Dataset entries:
- - - -

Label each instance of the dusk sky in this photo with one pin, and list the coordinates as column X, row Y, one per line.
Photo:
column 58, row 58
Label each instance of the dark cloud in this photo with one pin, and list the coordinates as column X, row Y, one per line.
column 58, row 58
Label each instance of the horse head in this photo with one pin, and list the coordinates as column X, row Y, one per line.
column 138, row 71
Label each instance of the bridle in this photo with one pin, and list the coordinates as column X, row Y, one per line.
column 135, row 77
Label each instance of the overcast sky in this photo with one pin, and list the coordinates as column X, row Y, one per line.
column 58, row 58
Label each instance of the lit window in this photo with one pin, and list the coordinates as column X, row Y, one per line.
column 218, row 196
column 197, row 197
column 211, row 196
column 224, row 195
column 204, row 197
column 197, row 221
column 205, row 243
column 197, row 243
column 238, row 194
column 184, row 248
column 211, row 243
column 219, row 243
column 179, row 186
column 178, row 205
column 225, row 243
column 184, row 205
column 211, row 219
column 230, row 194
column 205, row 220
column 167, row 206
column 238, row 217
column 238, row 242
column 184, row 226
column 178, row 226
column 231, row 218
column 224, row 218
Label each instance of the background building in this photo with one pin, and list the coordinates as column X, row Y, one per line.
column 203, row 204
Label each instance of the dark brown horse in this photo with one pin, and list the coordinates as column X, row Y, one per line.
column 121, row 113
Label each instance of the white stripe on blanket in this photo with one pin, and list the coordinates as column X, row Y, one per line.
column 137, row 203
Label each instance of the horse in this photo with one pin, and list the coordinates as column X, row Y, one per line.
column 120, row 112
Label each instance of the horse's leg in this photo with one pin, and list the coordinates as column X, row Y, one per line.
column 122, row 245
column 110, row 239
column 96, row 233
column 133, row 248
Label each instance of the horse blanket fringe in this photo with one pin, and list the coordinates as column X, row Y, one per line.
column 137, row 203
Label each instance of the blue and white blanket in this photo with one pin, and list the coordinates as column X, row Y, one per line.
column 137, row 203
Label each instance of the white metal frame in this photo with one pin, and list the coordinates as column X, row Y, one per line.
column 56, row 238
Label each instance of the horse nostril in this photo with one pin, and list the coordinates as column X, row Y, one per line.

- - - -

Would you transcribe the entries above exactly as they appear?

Label each instance of the dusk sky in this photo with one pin, and list the coordinates as column X, row Y, one per line.
Photo:
column 58, row 58
Label each instance of the dark cloud in this photo with one pin, and list the coordinates as column X, row Y, one per line.
column 58, row 58
Label each instance of the horse head in this photo with one pin, and list the coordinates as column X, row Y, one per line.
column 138, row 71
Label each instance of the bridle in this photo with one pin, and list the coordinates as column X, row Y, one per line.
column 135, row 77
Label each instance of the overcast sky in this photo with one pin, and list the coordinates as column X, row Y, one per line.
column 58, row 58
Label each instance of the lit window in this photo with one pin, and list the coordinates as column X, row Y, one per line.
column 218, row 196
column 197, row 197
column 211, row 196
column 224, row 195
column 204, row 197
column 197, row 221
column 205, row 243
column 197, row 243
column 238, row 194
column 184, row 248
column 211, row 243
column 219, row 243
column 179, row 186
column 178, row 205
column 225, row 243
column 184, row 205
column 211, row 219
column 230, row 194
column 205, row 220
column 167, row 206
column 238, row 217
column 238, row 242
column 184, row 226
column 178, row 226
column 231, row 218
column 224, row 218
Label each instance of the background building in this photo with one pin, and list the coordinates as column X, row Y, one per line.
column 203, row 204
Label each instance of the dark brown horse in this photo with one pin, and list the coordinates as column X, row Y, one per line.
column 121, row 113
Label each instance of the white stripe on blanket in this photo with one pin, and list the coordinates as column X, row Y, one per line.
column 137, row 203
Label each instance of the horse in this photo with one pin, and list the coordinates as column X, row Y, one per line.
column 120, row 112
Label each instance of the horse's leg in this photo with one pin, and list the coordinates as column X, row Y, one per line.
column 122, row 245
column 110, row 239
column 96, row 233
column 133, row 248
Label each instance of the horse blanket fringe in this photo with one pin, and list the coordinates as column X, row Y, one per line.
column 137, row 203
Label each instance of the blue and white blanket in this photo with one pin, and list the coordinates as column X, row Y, one per line.
column 137, row 203
Label each instance of the white metal frame in this photo with one pin, and list the coordinates as column X, row Y, one per line.
column 56, row 238
Label each instance of the horse nostril in this photo with one pin, and list the coordinates as column X, row Y, one per line.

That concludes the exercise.